* Work to be completed *
Give back only the data from the line with "the green leaf." through the line with "[91,34,177,99]", swapping "purple flowers" for "violet flowers" and leaving everything else the same.

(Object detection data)
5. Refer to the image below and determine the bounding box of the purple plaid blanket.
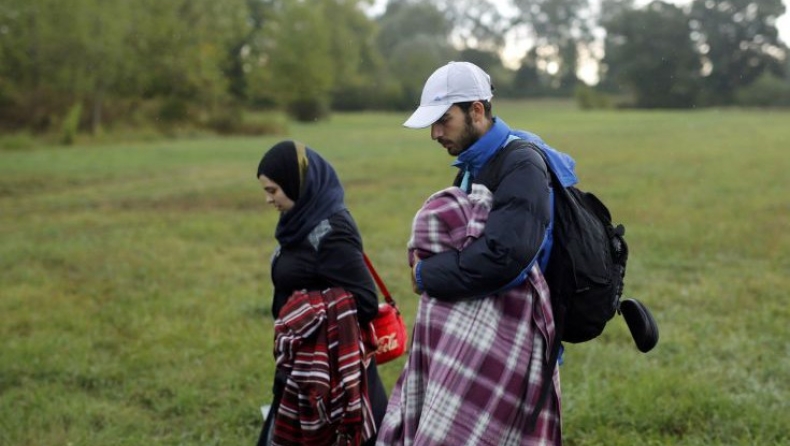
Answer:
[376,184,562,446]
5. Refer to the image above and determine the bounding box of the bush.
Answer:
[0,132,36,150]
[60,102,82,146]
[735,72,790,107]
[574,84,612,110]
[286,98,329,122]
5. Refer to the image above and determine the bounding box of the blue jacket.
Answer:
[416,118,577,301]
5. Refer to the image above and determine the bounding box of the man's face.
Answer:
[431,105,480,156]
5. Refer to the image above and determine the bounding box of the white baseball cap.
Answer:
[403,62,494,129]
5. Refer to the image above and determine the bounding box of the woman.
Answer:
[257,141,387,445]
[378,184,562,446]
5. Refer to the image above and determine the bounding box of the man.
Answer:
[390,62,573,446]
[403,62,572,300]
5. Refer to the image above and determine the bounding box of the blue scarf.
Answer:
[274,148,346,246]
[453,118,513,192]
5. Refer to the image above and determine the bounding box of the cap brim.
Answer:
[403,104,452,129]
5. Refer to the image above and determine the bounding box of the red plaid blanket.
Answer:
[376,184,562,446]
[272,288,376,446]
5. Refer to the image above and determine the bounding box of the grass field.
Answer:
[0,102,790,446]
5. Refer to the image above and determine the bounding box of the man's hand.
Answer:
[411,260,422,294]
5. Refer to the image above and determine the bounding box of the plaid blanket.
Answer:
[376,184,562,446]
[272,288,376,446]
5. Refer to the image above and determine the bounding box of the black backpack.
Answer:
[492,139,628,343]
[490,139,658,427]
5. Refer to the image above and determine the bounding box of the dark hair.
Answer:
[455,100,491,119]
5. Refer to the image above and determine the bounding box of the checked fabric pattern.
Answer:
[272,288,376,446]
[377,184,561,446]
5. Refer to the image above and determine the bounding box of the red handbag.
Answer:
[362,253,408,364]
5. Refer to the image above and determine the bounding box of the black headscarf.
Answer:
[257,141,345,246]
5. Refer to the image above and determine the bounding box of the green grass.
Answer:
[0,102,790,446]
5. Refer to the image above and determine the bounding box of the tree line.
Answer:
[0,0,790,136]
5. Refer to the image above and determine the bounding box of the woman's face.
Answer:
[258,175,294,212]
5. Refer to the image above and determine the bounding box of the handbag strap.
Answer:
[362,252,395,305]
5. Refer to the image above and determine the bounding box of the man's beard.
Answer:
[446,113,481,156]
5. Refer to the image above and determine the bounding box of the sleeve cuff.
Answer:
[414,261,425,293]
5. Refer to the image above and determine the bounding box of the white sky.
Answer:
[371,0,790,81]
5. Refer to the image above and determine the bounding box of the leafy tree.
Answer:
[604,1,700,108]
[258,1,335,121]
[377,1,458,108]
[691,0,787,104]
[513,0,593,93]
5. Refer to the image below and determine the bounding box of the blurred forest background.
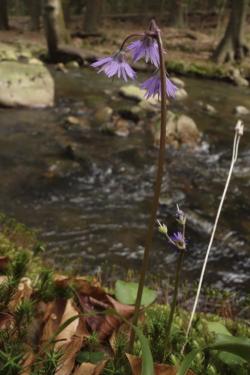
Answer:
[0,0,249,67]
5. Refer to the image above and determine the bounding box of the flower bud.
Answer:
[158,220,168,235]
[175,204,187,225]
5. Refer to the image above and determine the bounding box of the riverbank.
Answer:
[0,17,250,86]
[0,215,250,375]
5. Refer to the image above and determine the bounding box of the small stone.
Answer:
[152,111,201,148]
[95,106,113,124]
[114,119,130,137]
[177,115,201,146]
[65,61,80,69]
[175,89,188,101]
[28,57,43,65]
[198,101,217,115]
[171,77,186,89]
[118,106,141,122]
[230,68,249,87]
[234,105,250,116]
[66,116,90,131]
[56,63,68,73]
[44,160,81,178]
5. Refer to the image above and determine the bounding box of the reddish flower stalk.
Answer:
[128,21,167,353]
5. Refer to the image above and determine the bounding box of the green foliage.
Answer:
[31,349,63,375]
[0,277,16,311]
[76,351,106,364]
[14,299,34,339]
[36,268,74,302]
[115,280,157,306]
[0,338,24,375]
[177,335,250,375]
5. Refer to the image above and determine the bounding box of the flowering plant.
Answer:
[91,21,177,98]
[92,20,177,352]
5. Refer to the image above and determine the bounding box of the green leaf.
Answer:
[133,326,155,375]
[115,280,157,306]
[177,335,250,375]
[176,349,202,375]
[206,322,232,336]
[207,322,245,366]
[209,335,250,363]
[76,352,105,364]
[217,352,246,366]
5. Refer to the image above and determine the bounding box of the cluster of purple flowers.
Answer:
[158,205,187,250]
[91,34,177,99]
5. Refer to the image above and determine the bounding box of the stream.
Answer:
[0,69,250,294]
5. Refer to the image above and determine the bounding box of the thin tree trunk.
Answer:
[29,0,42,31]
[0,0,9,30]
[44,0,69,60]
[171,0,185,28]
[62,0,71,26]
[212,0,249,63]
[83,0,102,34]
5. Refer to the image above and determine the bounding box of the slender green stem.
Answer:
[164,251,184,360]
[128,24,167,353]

...

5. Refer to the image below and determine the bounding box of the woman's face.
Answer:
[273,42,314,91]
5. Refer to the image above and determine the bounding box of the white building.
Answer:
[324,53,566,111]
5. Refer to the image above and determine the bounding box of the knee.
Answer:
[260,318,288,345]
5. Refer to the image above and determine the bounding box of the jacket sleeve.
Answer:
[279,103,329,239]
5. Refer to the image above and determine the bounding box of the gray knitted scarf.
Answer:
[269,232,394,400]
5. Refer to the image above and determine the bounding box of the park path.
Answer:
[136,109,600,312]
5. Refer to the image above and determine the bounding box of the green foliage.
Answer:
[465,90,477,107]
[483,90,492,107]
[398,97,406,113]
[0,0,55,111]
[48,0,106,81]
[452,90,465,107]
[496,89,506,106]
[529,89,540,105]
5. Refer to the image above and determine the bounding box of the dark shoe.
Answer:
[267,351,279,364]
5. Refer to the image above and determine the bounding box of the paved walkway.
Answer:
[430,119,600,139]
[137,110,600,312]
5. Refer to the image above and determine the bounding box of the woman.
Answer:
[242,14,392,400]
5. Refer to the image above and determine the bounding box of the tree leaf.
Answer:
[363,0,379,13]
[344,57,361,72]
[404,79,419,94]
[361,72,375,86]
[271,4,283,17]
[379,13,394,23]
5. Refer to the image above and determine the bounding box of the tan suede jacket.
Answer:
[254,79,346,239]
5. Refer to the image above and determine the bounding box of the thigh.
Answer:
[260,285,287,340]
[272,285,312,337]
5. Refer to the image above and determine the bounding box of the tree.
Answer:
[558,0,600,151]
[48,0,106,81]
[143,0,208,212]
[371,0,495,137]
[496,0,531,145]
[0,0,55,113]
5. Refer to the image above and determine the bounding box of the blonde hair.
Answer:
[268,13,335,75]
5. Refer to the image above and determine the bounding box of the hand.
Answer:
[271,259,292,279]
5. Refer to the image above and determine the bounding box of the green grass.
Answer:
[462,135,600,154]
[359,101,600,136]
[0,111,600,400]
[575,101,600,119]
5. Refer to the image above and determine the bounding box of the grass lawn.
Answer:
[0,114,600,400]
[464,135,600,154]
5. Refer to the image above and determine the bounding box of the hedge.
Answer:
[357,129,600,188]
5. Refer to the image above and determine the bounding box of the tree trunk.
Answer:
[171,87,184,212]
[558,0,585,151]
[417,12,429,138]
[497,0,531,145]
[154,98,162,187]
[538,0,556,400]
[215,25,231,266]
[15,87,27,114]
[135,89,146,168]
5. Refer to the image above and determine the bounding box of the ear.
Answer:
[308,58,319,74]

* The answer *
5. Refer to the image above and determine the bounding box of the green leaf.
Answer:
[133,326,155,375]
[115,280,157,306]
[177,335,250,375]
[176,349,202,375]
[206,322,232,336]
[207,322,245,366]
[209,335,250,363]
[76,352,105,364]
[217,352,246,366]
5. Refer to the image above and determine the bounding box of the cluster of violet flowers.
Answer:
[158,205,187,250]
[91,34,177,99]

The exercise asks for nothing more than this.